» **Fragmento citado**:
§

Los chavales de Camp Jenef observaron que un chico que provenía de ese hospital comía compulsivamente, a veces hasta vomitar. Estaba, casi en un sentido literal, muerto de hambre. La toma de conciencia tenía relación con el ambiente del campamento. Allí se sentían libres, reconocidos por los que les rodeaban. No tenía nada que ver al "mundo real". De hecho, no podían ir a comerse un helado al pueblo que había al lado del campamento sin que les pusieran pegas y por la calle les mirasen mal, como a apestados. En un momento, uno de ellos dice que es difícil reivindicar tus derechos ante una sociedad que te prefiere muerto.
Ese campamento tenía que ver con el espíritu de los 60, el ansia por romper moldes tradicionales. Algo que hoy es tan obvio, entonces no lo era en absoluto y estos adolescentes se dieron cuenta de que sus problemas no eran culpa suya, sino de una sociedad que les excluía. Hay vídeos de aquellos días en los que se pueden ver sus reuniones, sus coloquios y sus comentarios. Además, de otras imágenes en las que se les ve desbarrar en conciertos o haciendo deportes de equipo, algo que era impensable para ellos en sus barrios.
A la vuelta a sus casas sentían una soledad inmensa. Echaban de menos su pequeña arcadia, pero de esos sentimientos surgió la energía necesaria para fundar un movimiento para exigir sus derechos. Una de las primeras movilizaciones que tomaron fue colapsar el tráfico en Manhattan cortando un par de calles con sus sillas de ruedas. No fue suficiente, los líderes políticos les daban largas cambiadas y no querían saber nada de sus peticiones. Entonces, eran ciencia ficción.

§

» **Datos proporcionados**:
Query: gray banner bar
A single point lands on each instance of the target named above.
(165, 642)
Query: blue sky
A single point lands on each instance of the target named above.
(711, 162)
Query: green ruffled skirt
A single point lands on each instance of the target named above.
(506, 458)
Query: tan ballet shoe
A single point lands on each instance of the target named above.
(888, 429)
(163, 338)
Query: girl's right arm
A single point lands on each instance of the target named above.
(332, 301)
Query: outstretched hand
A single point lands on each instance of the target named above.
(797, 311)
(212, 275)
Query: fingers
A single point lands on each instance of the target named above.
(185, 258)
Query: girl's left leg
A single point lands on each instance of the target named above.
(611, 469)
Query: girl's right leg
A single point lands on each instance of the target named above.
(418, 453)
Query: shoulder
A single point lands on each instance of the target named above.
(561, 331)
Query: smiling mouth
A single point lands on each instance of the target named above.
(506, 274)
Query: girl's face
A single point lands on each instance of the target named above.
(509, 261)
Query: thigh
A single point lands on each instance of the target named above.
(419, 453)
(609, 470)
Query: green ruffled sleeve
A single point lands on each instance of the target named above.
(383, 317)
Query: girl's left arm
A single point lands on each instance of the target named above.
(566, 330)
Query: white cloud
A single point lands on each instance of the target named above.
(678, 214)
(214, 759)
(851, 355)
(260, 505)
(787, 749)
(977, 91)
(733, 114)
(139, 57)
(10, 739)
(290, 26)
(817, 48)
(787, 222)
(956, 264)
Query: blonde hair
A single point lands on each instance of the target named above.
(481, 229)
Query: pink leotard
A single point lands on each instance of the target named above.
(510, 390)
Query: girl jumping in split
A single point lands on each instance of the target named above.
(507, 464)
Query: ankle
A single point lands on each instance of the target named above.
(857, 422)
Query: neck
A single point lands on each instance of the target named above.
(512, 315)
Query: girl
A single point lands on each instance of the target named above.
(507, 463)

§

» **Tarea**: Transcribe palabra por palabra el fragmento completo sobre Camp Jenef, sin omitir ni modificar nada.

» **Resultado**:
Los chavales de Camp Jenef observaron que un chico que provenía de ese hospital comía compulsivamente, a veces hasta vomitar. Estaba, casi en un sentido literal, muerto de hambre. La toma de conciencia tenía relación con el ambiente del campamento. Allí se sentían libres, reconocidos por los que les rodeaban. No tenía nada que ver al "mundo real". De hecho, no podían ir a comerse un helado al pueblo que había al lado del campamento sin que les pusieran pegas y por la calle les mirasen mal, como a apestados. En un momento, uno de ellos dice que es difícil reivindicar tus derechos ante una sociedad que te prefiere muerto.
Ese campamento tenía que ver con el espíritu de los 60, el ansia por romper moldes tradicionales. Algo que hoy es tan obvio, entonces no lo era en absoluto y estos adolescentes se dieron cuenta de que sus problemas no eran culpa suya, sino de una sociedad que les excluía. Hay vídeos de aquellos días en los que se pueden ver sus reuniones, sus coloquios y sus comentarios. Además, de otras imágenes en las que se les ve desbarrar en conciertos o haciendo deportes de equipo, algo que era impensable para ellos en sus barrios.
A la vuelta a sus casas sentían una soledad inmensa. Echaban de menos su pequeña arcadia, pero de esos sentimientos surgió la energía necesaria para fundar un movimiento para exigir sus derechos. Una de las primeras movilizaciones que tomaron fue colapsar el tráfico en Manhattan cortando un par de calles con sus sillas de ruedas. No fue suficiente, los líderes políticos les daban largas cambiadas y no querían saber nada de sus peticiones. Entonces, eran ciencia ficción.